Exercise: The records underneath are to be printed in full and exactly, with no pictures carried over.

Available records:
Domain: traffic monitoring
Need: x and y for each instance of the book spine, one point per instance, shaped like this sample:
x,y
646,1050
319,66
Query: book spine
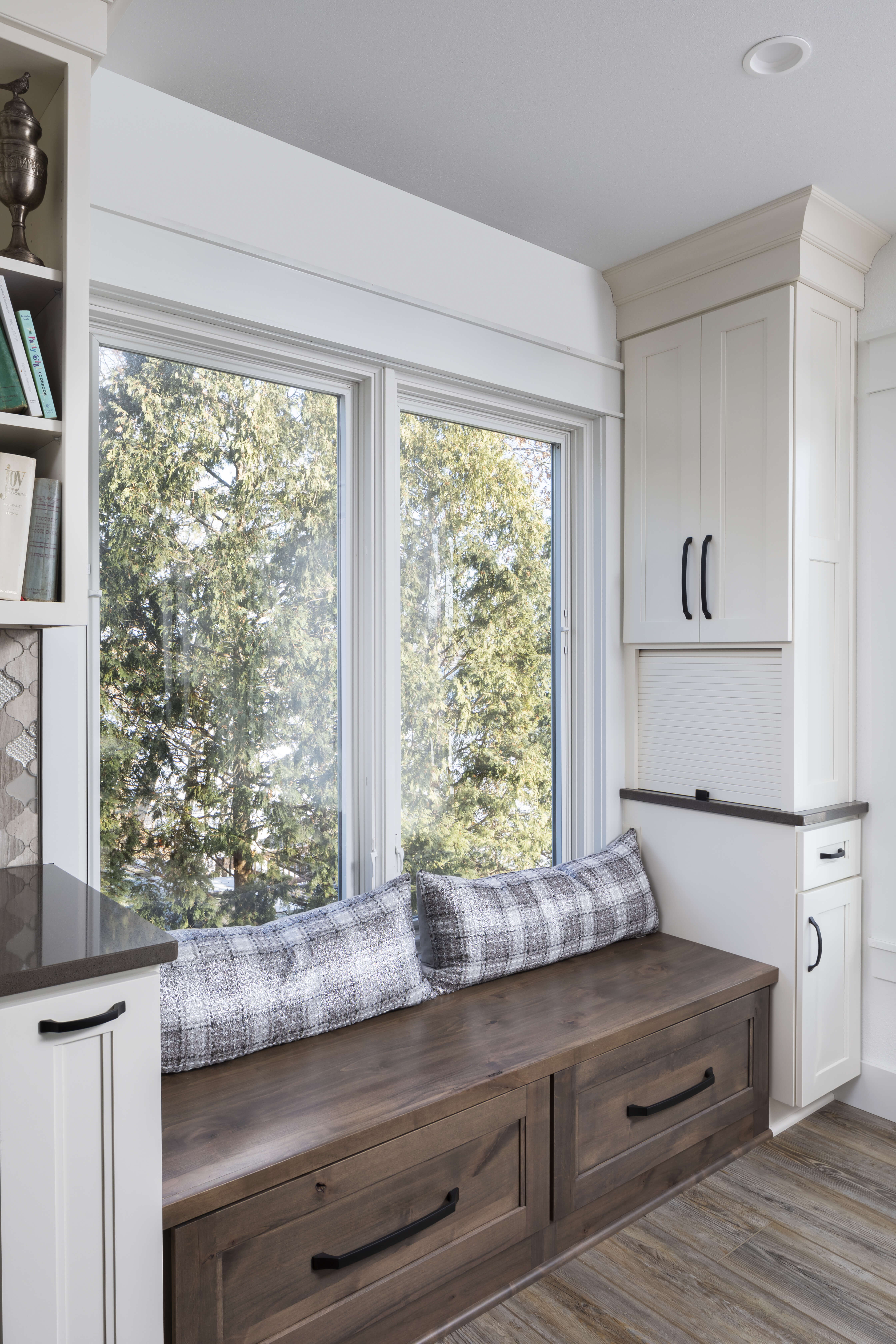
x,y
42,560
17,488
18,351
11,394
38,370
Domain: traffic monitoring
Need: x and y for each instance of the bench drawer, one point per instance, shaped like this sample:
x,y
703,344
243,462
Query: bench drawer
x,y
269,1265
633,1108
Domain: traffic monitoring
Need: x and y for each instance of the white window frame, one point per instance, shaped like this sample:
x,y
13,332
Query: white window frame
x,y
373,394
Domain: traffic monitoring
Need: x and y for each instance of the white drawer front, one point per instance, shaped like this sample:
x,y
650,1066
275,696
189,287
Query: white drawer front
x,y
828,854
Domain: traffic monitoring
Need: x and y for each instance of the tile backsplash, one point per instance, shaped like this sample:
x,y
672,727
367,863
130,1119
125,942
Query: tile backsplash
x,y
19,702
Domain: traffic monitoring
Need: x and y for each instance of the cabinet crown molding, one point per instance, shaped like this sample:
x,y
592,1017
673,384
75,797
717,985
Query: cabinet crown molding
x,y
807,236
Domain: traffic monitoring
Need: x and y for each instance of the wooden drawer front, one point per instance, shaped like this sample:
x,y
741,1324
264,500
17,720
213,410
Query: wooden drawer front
x,y
254,1259
598,1146
828,854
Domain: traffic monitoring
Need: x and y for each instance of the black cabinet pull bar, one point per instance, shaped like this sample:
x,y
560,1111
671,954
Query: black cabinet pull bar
x,y
684,580
703,577
324,1261
49,1025
709,1080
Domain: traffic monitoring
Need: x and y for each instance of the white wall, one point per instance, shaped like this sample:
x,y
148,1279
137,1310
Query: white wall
x,y
876,682
191,208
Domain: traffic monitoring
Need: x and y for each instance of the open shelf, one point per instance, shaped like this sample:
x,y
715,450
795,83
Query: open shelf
x,y
30,287
57,296
26,433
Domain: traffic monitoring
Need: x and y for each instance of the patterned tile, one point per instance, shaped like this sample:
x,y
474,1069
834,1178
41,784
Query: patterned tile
x,y
19,675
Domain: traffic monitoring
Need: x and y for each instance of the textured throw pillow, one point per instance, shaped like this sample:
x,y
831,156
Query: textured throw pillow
x,y
238,990
484,928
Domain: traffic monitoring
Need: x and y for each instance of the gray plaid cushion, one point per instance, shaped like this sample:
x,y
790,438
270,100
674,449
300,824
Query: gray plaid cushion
x,y
483,928
238,990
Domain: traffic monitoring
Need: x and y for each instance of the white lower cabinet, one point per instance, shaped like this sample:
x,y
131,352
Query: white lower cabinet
x,y
81,1164
733,884
829,925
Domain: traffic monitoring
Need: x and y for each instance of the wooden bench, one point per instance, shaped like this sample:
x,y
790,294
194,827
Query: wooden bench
x,y
515,1123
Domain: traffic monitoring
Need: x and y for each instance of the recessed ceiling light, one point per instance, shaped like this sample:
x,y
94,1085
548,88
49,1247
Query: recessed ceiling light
x,y
777,56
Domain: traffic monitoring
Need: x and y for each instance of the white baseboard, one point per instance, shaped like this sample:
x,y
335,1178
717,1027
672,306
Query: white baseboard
x,y
782,1117
874,1091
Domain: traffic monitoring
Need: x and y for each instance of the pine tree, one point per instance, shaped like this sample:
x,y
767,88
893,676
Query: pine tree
x,y
220,643
476,650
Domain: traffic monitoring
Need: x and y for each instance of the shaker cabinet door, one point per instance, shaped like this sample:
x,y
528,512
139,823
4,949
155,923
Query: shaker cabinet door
x,y
746,470
663,484
828,988
81,1163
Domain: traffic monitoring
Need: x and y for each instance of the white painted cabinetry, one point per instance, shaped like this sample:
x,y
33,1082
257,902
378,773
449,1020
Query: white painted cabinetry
x,y
733,882
663,484
81,1164
829,988
709,476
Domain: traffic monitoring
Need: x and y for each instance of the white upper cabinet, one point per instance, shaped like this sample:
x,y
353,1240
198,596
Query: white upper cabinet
x,y
709,476
746,470
663,484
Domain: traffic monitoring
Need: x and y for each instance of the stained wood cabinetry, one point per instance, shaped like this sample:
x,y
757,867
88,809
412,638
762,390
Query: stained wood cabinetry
x,y
452,1151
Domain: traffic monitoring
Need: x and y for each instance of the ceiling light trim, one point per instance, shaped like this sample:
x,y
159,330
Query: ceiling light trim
x,y
760,61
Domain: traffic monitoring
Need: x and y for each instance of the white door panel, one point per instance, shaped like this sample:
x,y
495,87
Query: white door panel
x,y
746,467
663,483
828,988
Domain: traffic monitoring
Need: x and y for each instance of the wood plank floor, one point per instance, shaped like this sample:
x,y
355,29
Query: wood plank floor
x,y
794,1244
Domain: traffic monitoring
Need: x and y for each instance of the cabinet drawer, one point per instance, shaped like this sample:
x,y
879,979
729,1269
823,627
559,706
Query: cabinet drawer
x,y
691,1080
254,1259
820,858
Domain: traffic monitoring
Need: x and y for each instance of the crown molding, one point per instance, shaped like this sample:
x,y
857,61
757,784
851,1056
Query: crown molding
x,y
78,25
807,236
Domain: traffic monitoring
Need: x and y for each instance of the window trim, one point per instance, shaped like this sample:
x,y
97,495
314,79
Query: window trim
x,y
373,394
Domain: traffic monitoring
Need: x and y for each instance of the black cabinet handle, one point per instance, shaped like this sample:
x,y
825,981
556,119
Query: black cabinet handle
x,y
49,1025
324,1261
709,1080
684,580
703,576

Solution:
Domain: traffic monitoring
Need: x and y for each instance of the book spine, one point per instance, shaped like this sample:
x,y
646,1050
319,66
Query: book spine
x,y
42,560
17,488
18,351
11,394
38,370
Domain: traffic monitoring
Need: x and y for each instance of the bench drawer, one point per instance, shaped like this sample:
x,y
703,344
243,462
Query: bench drawer
x,y
269,1265
633,1108
Domain: traffic monitoring
Need: x and y for each instance of the white window frame, one point per instance, shaped like this sample:
x,y
13,332
Query: white window frame
x,y
373,394
Domain: traffic monitoring
Need: x and y for each instance of the white drawer front, one point per instance, shaped like this sample:
x,y
650,1066
275,696
189,287
Query: white drawer front
x,y
828,854
Domain: traffic monitoring
Need: x and y for each instance of the tile backsplash, one point per instance, shaped like this sample:
x,y
672,727
367,863
130,1119
125,942
Query: tile backsplash
x,y
19,702
Domain: traffic monitoring
Need: x and y for each instance of the cabinet crown molding, one point per instance, shaped like this sample:
x,y
592,1017
673,384
75,797
717,985
Query: cabinet crown molding
x,y
807,236
Domain: traffic monitoring
Need: x and y for each instance of the wooden drawer front, one point per instance, shaped like this sample:
x,y
741,1324
264,500
17,720
213,410
Query: wooden drawer front
x,y
254,1259
598,1146
828,854
Domain: traffic monitoring
Need: x and y for each instance of the black cabinet pull bar, one point per instance, shaped like this sample:
x,y
560,1111
671,954
Query: black cabinet pull bar
x,y
684,580
703,577
324,1261
49,1025
709,1080
Domain: traffic monitoring
Need: x and y for each instance of the white wall, one point per instance, shaped like this sample:
x,y
148,1279
137,1310
Query: white wall
x,y
876,682
191,208
Domain: traffic monitoring
Need: x and y for each instance of the open shelf, one point per instance, shaped like this sample:
x,y
715,450
795,83
Query: open shelf
x,y
30,287
57,296
26,433
Domain: traffic monitoring
Need: x and y for each instance of the patterned tile, one point per instance, shaped like this sample:
x,y
474,1069
834,1178
41,784
Query: patterned tile
x,y
19,675
Domain: traffic monitoring
Need: x and y for each instance of the textured throw pillow, one point per instance, shaped like this sample:
x,y
831,156
Query: textured throw pillow
x,y
238,990
484,928
Domain: traffic monitoring
Need: x and y for each instance of the gray plaid cushion, one point per instance, shaped like this sample:
x,y
790,438
270,100
674,449
300,824
Query: gray plaid cushion
x,y
483,928
238,990
Domain: traffic monitoring
Need: x and y for each instance of the white lower cabinet, one point per instance, shaped like this sample:
x,y
131,352
Query: white lower cabinet
x,y
81,1164
733,884
829,925
Domain: traffic monitoring
Need: x and y for each instance of the wooden bench, one point per instance, shaped like this sample:
x,y
790,294
194,827
Query: wooden bench
x,y
515,1123
Domain: traffic monitoring
Need: x and y for each instance of the recessed ceiling light, one point per instance, shaped like this sample:
x,y
94,1085
548,88
49,1247
Query: recessed ceiling light
x,y
777,56
Domain: traffic monitoring
Need: x and y for each instance of the white baseboard, one point per instance, shaped like this sample:
x,y
335,1178
717,1027
672,306
Query: white baseboard
x,y
782,1117
874,1091
Domain: traffic monitoring
Need: x and y for each instance of the pine tree, one point per instance, shaped like this sample:
x,y
767,88
893,676
Query: pine tree
x,y
220,643
476,650
Domain: traffic monitoring
Need: x and y for each instance of the shaker cabinet door, one point per instance, shaped like this sample:
x,y
528,512
139,823
4,949
155,923
Query: shaker cabinet door
x,y
746,470
663,484
828,988
81,1163
Domain: traffic monitoring
Need: x and y for each instance of the white painted cabinetry, one point per instance, shaped like this sample:
x,y
33,1082
257,902
378,773
449,1020
Query: white painted cabinetry
x,y
733,882
663,484
81,1164
829,988
709,476
Domain: traffic monitoring
Need: x and y for each instance of the white upper cabinet, one point per instance, shaped like this sample:
x,y
353,1240
198,596
Query: white upper cabinet
x,y
709,476
746,470
663,484
Domain: traffic monitoring
Need: x and y for each instance of the stained wood cabinetry, one point per instance, shaped like this sample:
x,y
757,867
88,809
412,638
762,390
Query: stained wood cabinetry
x,y
452,1151
Domain: traffic monitoring
Need: x and y for each instance of the ceiling light trim, one point per instance, shaped like this sample:
x,y
159,330
Query: ceiling light trim
x,y
760,61
Domain: traffic monitoring
Need: x and y for each instance of the white door panel, one point per instance, shaped like this sample:
x,y
495,87
Query: white door panel
x,y
746,467
663,483
828,988
Domain: traffic monitoring
Need: x and y for each instance of the wood plank floor, one point per instance, shaped like this sample:
x,y
355,29
Query: wood plank floor
x,y
794,1244
Domain: traffic monitoring
Need: x and y for each instance of the cabinet drawer, one point per instance, shaped like this sample:
x,y
879,979
729,1269
823,627
559,706
Query: cabinet drawer
x,y
691,1080
254,1259
820,858
Domain: traffic monitoring
Need: x and y for each instance of the crown molding, one point per instance, shaped like this sample:
x,y
857,61
757,784
851,1056
Query: crown molding
x,y
78,25
807,236
Domain: traffic monitoring
Need: x and y for each instance of the window trim, one point per instance, shaped like this sample:
x,y
97,495
314,79
Query: window trim
x,y
373,394
Domain: traffic monitoring
Need: x and y for each instance of the black cabinet handle, one point per instance, shaped like this sample:
x,y
825,981
556,119
Query: black cabinet handle
x,y
49,1025
324,1261
709,1080
684,580
703,576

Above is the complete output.